[Stored entries]
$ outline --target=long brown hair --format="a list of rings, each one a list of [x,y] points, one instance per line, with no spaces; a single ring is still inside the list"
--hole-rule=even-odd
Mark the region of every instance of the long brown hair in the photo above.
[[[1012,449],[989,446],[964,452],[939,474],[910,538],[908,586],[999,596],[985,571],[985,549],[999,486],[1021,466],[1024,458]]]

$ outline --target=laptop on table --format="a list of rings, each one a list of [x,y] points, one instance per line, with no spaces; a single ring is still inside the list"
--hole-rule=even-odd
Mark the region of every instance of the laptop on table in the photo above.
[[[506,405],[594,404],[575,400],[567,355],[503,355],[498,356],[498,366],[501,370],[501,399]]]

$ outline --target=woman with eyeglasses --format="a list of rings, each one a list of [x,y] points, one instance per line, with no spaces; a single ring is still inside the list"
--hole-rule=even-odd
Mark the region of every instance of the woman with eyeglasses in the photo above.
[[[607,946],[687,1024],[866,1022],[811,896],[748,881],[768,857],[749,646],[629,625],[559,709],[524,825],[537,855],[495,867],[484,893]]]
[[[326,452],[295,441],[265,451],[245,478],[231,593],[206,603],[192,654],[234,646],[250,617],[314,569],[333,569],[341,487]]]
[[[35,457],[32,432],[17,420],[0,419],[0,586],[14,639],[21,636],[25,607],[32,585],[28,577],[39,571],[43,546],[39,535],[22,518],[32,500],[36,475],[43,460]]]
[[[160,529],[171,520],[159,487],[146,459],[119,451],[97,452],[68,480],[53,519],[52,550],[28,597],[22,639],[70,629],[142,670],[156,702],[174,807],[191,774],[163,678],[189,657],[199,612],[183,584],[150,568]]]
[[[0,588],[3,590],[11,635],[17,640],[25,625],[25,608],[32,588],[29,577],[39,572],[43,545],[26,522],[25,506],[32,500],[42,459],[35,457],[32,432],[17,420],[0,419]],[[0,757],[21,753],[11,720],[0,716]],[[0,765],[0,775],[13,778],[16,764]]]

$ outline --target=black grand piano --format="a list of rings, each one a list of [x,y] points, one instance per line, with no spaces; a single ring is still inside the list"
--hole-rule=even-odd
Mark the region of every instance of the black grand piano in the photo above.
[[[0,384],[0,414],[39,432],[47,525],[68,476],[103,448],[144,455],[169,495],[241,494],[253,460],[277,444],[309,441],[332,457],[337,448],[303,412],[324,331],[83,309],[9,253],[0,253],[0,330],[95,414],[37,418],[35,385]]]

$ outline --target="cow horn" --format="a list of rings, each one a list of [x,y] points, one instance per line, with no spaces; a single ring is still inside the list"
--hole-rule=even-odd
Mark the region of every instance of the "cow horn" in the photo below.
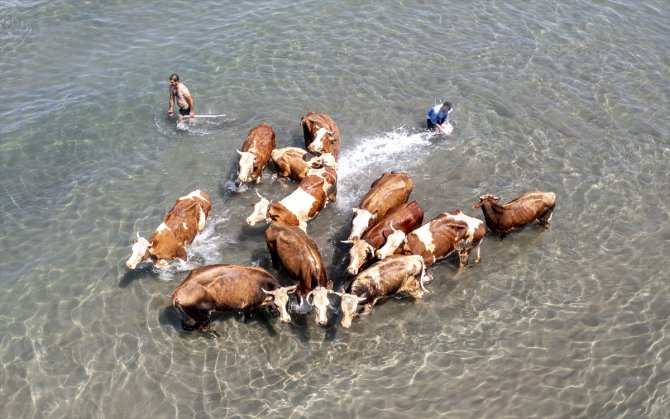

HOW TO COMPLETE THIS TASK ::
All the lines above are to be given again exactly as they read, with the pictures removed.

WRITTEN ANSWER ::
$ outline --target=long brown hair --format="a list of rings, each one a list of [x,y] points, one instance per line, with no spaces; a single ring is still inside the list"
--hole-rule=even-odd
Mark the region of every instance of the long brown hair in the photo above.
[[[1012,449],[989,446],[964,452],[939,474],[910,538],[908,586],[999,596],[985,571],[985,549],[999,486],[1021,466],[1024,458]]]

$ outline --target=laptop on table --format="a list of rings, each one a list of [x,y] points, one instance per line, with no spaces; a single ring is still inside the list"
--hole-rule=even-odd
Mark the region of every instance of the laptop on table in the photo above.
[[[506,405],[594,404],[575,400],[567,355],[503,355],[498,356],[498,366],[501,370],[501,399]]]

$ outline --target=woman with eyeglasses --format="a list of rings, each one a list of [x,y] points, one instance per line, with no spaces; a single ring is still inside the list"
--hole-rule=even-odd
Mark the region of every instance of the woman with eyeglasses in the photo above.
[[[607,946],[687,1024],[866,1022],[811,896],[748,881],[768,857],[749,646],[629,625],[559,709],[524,825],[537,855],[495,867],[484,893]]]
[[[326,452],[295,441],[265,451],[245,478],[231,593],[206,603],[192,654],[234,646],[250,617],[314,569],[333,569],[341,487]]]
[[[35,457],[32,432],[17,420],[0,419],[0,586],[14,639],[21,636],[25,607],[32,585],[28,577],[39,571],[43,546],[39,535],[22,518],[32,500],[36,475],[43,460]]]
[[[160,529],[171,520],[159,487],[146,459],[119,451],[97,452],[68,480],[53,519],[52,550],[28,597],[22,639],[70,629],[142,670],[156,702],[174,807],[191,774],[163,678],[189,657],[199,612],[183,584],[150,568]]]
[[[0,588],[3,590],[11,635],[17,640],[25,625],[25,608],[32,588],[29,577],[39,572],[43,545],[26,522],[25,506],[32,500],[42,459],[35,457],[32,432],[17,420],[0,419]],[[0,757],[21,753],[11,720],[0,716]],[[0,765],[0,775],[13,778],[16,764]]]

$ outline --target=black grand piano --format="a list of rings, each one a list of [x,y] points, one instance per line, with no spaces; a single ring is still inside the list"
--hole-rule=even-odd
Mark the region of every instance of the black grand piano in the photo above.
[[[0,384],[0,414],[39,432],[47,525],[68,476],[103,448],[144,455],[169,495],[241,494],[253,460],[277,444],[309,441],[332,457],[337,448],[303,412],[324,331],[83,309],[9,253],[0,253],[0,330],[95,414],[37,418],[35,385]]]

$ outline --target="cow horn" --format="a list of rings, each one a list of [x,y] points, one instance per line, with no spaces; a single ring is still inside the list"
--hole-rule=even-odd
Mark the region of every instance of the "cow horn" in the photo below.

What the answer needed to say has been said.